Referring expression data

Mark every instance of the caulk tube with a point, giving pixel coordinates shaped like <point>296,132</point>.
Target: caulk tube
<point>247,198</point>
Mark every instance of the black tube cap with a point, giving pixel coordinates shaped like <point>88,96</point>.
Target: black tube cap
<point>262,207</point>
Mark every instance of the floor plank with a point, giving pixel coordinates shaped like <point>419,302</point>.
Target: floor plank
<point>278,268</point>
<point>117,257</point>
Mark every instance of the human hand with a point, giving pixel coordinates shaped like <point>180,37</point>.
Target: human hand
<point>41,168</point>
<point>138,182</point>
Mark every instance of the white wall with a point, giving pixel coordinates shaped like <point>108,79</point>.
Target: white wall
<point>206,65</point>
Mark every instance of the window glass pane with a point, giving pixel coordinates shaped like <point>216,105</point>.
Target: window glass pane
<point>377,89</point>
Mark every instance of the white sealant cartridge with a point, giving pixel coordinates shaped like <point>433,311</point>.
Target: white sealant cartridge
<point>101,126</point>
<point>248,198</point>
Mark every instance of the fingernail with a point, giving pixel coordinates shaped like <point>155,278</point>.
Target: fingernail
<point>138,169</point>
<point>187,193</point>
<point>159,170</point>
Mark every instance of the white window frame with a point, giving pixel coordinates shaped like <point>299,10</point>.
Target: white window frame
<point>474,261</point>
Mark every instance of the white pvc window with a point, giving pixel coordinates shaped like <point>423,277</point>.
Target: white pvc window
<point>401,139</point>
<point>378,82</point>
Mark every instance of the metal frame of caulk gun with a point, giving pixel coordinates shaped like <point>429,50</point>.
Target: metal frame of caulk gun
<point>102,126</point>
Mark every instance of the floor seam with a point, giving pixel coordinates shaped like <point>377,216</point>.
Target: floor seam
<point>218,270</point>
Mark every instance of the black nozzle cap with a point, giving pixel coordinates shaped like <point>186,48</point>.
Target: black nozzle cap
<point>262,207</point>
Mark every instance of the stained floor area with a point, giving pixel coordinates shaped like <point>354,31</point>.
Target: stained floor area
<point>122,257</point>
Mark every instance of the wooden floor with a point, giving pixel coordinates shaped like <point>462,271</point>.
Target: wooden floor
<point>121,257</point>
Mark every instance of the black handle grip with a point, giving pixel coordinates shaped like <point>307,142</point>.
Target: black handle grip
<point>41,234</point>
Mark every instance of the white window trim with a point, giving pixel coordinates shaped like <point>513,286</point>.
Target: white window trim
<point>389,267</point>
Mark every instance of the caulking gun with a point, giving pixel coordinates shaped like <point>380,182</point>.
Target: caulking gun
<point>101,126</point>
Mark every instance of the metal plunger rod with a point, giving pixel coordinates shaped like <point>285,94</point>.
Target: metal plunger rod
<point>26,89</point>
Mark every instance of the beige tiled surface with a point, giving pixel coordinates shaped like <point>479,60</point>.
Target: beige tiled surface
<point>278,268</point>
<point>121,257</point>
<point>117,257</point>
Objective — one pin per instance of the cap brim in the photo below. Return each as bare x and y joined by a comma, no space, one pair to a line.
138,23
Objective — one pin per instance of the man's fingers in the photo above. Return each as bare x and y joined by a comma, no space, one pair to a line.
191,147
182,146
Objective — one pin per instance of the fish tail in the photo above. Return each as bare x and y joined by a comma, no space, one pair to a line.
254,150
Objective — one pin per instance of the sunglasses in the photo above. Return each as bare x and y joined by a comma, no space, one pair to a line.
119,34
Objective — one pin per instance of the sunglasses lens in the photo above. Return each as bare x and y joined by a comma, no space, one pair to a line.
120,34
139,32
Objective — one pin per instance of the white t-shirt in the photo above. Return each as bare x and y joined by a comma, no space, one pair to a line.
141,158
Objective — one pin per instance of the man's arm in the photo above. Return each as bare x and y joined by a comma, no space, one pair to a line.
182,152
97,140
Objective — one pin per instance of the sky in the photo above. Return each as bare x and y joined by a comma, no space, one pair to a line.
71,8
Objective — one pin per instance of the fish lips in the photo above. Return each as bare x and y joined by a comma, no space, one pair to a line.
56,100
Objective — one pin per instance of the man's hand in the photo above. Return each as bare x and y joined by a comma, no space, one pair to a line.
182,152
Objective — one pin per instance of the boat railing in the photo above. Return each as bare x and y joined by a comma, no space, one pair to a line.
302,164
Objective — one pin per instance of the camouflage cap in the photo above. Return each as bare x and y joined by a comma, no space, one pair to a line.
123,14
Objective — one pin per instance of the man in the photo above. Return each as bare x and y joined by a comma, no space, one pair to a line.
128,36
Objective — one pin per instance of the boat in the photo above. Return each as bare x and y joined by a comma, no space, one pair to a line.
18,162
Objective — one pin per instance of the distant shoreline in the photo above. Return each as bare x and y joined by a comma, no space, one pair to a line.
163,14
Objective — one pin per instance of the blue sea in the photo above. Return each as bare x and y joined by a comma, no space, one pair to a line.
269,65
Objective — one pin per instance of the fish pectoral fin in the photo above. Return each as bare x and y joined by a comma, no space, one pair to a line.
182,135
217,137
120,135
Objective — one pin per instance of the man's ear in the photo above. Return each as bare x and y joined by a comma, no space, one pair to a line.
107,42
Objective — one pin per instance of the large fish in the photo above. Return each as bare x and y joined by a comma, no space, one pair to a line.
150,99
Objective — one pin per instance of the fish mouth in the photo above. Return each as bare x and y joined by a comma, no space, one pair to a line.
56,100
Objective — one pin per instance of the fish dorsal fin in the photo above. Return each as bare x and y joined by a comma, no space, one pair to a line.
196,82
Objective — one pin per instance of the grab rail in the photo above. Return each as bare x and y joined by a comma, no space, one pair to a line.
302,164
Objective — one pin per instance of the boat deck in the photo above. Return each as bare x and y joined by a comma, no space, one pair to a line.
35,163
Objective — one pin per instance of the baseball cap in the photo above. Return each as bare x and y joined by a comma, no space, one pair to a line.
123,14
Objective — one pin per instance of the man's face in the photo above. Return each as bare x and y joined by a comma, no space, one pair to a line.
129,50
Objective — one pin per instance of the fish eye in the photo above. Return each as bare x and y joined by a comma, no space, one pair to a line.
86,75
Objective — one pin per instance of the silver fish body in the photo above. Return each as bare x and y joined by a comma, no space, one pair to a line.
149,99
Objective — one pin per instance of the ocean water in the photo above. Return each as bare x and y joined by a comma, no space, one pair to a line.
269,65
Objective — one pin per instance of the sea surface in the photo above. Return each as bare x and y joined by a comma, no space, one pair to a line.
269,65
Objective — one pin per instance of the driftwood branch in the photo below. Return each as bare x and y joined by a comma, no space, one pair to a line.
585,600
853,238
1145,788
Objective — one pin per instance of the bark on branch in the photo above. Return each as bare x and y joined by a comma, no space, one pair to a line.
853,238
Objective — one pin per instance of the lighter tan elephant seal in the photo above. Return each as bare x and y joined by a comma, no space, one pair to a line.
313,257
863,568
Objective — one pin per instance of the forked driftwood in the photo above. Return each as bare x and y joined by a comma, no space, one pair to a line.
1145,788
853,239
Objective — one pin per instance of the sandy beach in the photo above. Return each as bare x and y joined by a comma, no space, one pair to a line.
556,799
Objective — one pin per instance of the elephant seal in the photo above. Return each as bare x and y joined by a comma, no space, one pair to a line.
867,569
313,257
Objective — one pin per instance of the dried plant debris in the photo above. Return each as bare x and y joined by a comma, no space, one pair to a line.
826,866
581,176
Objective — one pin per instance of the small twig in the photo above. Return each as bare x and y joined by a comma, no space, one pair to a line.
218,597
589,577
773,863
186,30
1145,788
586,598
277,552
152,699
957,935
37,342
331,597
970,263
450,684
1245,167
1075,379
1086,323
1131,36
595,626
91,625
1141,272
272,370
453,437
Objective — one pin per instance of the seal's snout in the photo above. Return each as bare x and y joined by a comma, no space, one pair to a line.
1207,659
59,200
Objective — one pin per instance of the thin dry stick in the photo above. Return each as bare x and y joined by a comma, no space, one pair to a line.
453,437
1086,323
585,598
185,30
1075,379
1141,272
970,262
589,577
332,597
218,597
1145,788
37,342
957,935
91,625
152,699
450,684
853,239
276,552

Exercise details: Set down each line from the line containing "Objective — one pin per instance of the seal's" through the final line of the data, exactly and with nothing added.

Answer to this problem:
Objective — one pin per instance of the seal's snout in the photo above. Return each as bare x and y joined by a comma, no space, one pair to a line.
1207,659
59,200
Objective — one pin per instance of the thin dry stick in the photo above. Return each as bare x and y joined by a comma, no space, one pair to a line.
453,437
1086,323
585,598
185,30
1075,379
1141,272
970,262
589,577
332,597
218,597
1145,788
37,342
957,935
91,625
152,699
450,684
853,239
276,552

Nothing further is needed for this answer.